Estratto della fonte:
________

Oggi vorrei parlare di un fenomeno che ci affligge, e che ha trasformato il concetto di minoranza in rifugio di un pensiero che non affronta il dibattito. Parlo, naturalmente, delle reti (a)sociali.
Il ragionamento è assai complesso, spero che abbiate la pazienza necessaria per leggere 'sta roba.
Iniziamo da un dato di fatto: il concetto di minoranza viene arricchito dal concetto di appartenenza, e il concetto di appartenenza, filtrato dalle reti (a)sociali, diventa un meccanismo di difesa che ci allontana assai dalla benché minima capacità autocritica.
Sappiamo bene che da dietro lo schermo del computer chi non ha una preparazione specifica, può dire la sua seguendo una certa corrente di pensiero e non approfondendo il tema.
Il contraddittorio richiede ricerca e fatica e, si sa, il nostro essere emozionale preferisce seguire le semplificazioni che rispondono a particolari esigenze più che al contraddittorio, anche perché le argomentazioni complesse e articolate, se non si riducono al “mi piace”, vengono considerate prodotto del potere. Certo, è meglio dar retta a chi dice “mi piace” in un modo o nell’altro che dibattere fino a trovare un accordo, perché dibattere implica non tanto imporre la propria idea, ma accettare le argomentazioni del dibattito: che siano favorevoli o in contrapposizione, se ben esposte e fondate su ragionamenti costruttivi, hanno un valore. Ma il popolo della rete raramente ragiona così, la rete è frettolosa e rispondere a chi espone un ragionamento, in contrapposizione con il proprio, non è ammissibile, meglio dire “è un dialogo tra sordi” oppure “non occorre essere molto intelligenti per capire che…” dando del poco intelligente a chi non è dello stesso avviso e tenta di esporre il proprio punto di vista. Ma di questo si tratta, di esporre punti di vista. Solo che se un punto di vista risponde a un’analisi diversa da quella della minoranza, viene bollato come pensiero “mainstream”. Si ragiona per categorie.

________

Quesito:
Rispondi a queste domande sul brano dedicato alle reti sociali.
1. Con quale espressione il brano indica le reti sociali?
2. Secondo il brano, che cosa diventa il concetto di appartenenza quando è filtrato dalle reti sociali?
3. Come viene bollato un punto di vista che risponde a un'analisi diversa da quella della minoranza?
I record non hanno alcun ruolo in quanto richiesto qui.

Record del dataset:
________

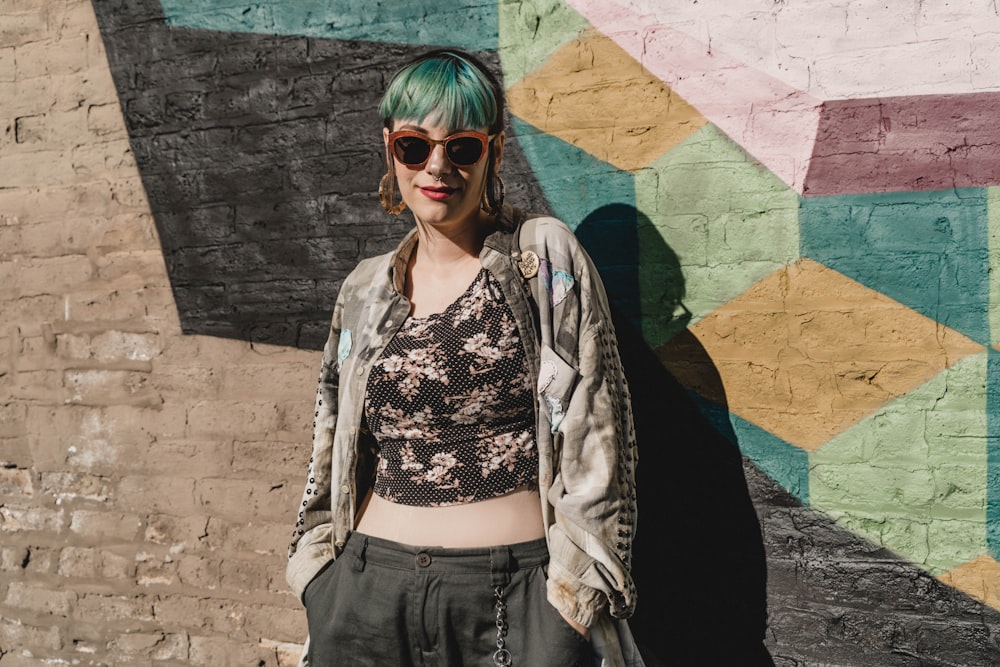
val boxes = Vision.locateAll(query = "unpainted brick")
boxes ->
[0,546,29,572]
[195,478,292,522]
[87,104,125,137]
[63,369,163,406]
[0,146,76,188]
[188,401,281,439]
[39,472,111,500]
[143,514,208,551]
[0,46,16,81]
[91,329,162,361]
[70,510,142,545]
[135,553,177,586]
[101,551,136,581]
[4,581,76,616]
[219,558,274,594]
[103,402,187,448]
[188,629,276,667]
[73,593,156,628]
[0,468,35,498]
[66,285,174,322]
[232,438,304,483]
[177,555,221,590]
[246,600,307,642]
[0,614,63,652]
[56,547,101,579]
[14,34,87,79]
[260,638,302,667]
[13,253,94,295]
[118,475,200,516]
[0,504,65,535]
[153,593,247,639]
[225,520,292,556]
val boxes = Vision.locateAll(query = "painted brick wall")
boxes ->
[0,0,1000,667]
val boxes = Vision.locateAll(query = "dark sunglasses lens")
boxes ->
[445,137,483,165]
[392,137,431,164]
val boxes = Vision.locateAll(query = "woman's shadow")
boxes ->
[576,204,774,667]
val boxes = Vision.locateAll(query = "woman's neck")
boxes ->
[411,214,492,267]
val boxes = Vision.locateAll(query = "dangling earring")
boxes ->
[378,168,406,215]
[480,174,507,215]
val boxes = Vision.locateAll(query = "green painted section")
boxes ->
[809,351,987,574]
[691,393,809,505]
[510,116,638,235]
[635,123,799,349]
[160,0,498,51]
[497,0,590,88]
[986,187,1000,345]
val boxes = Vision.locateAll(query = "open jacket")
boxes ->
[286,205,643,667]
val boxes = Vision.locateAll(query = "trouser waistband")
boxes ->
[340,533,549,585]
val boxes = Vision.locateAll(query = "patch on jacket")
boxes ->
[549,269,576,306]
[337,329,353,371]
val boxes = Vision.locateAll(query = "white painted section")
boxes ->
[569,0,1000,100]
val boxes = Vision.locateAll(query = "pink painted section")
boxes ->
[803,93,1000,197]
[568,0,821,192]
[567,0,1000,196]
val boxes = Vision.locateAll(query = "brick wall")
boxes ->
[0,0,318,666]
[0,0,1000,667]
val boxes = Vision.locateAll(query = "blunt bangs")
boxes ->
[378,53,502,133]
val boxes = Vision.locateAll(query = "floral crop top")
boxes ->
[365,268,538,507]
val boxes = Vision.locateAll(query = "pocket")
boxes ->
[302,559,339,613]
[538,345,580,433]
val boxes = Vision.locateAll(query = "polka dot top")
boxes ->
[365,268,538,507]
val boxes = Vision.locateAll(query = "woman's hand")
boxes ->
[559,611,590,639]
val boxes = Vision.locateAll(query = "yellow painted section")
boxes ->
[676,259,984,451]
[938,554,1000,609]
[507,30,706,172]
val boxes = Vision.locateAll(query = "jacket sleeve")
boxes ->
[285,292,342,600]
[539,227,637,626]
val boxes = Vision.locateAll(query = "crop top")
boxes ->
[365,268,538,507]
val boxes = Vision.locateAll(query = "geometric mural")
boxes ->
[88,0,1000,660]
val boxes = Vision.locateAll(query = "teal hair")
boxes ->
[378,49,504,134]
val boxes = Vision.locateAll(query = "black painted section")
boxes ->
[94,0,547,349]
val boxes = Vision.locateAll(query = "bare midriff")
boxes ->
[357,489,545,548]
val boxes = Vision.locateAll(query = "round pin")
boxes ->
[517,250,538,278]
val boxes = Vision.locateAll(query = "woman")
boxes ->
[286,50,642,667]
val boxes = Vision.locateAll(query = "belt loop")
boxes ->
[352,536,368,572]
[490,545,514,586]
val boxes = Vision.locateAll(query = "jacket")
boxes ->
[286,205,643,667]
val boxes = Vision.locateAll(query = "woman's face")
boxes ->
[382,121,504,232]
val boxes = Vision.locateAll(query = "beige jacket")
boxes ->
[286,205,643,667]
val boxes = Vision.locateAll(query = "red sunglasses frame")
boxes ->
[387,130,497,170]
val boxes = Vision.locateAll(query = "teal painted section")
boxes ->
[691,393,809,505]
[511,117,635,230]
[986,349,1000,560]
[161,0,499,51]
[799,188,990,345]
[497,0,590,88]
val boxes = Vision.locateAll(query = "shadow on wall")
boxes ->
[576,204,774,667]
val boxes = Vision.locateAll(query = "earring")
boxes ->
[481,174,507,215]
[378,169,406,215]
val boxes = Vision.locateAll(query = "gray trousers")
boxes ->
[304,533,593,667]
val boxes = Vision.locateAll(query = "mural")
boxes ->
[94,0,1000,660]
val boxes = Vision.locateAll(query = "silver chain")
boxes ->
[493,586,511,667]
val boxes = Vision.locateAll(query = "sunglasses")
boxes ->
[389,130,496,169]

________

Risultato:
1. Con l'espressione "reti (a)sociali".
2. Diventa un meccanismo di difesa che ci allontana assai dalla benché minima capacità autocritica.
3. Viene bollato come pensiero "mainstream".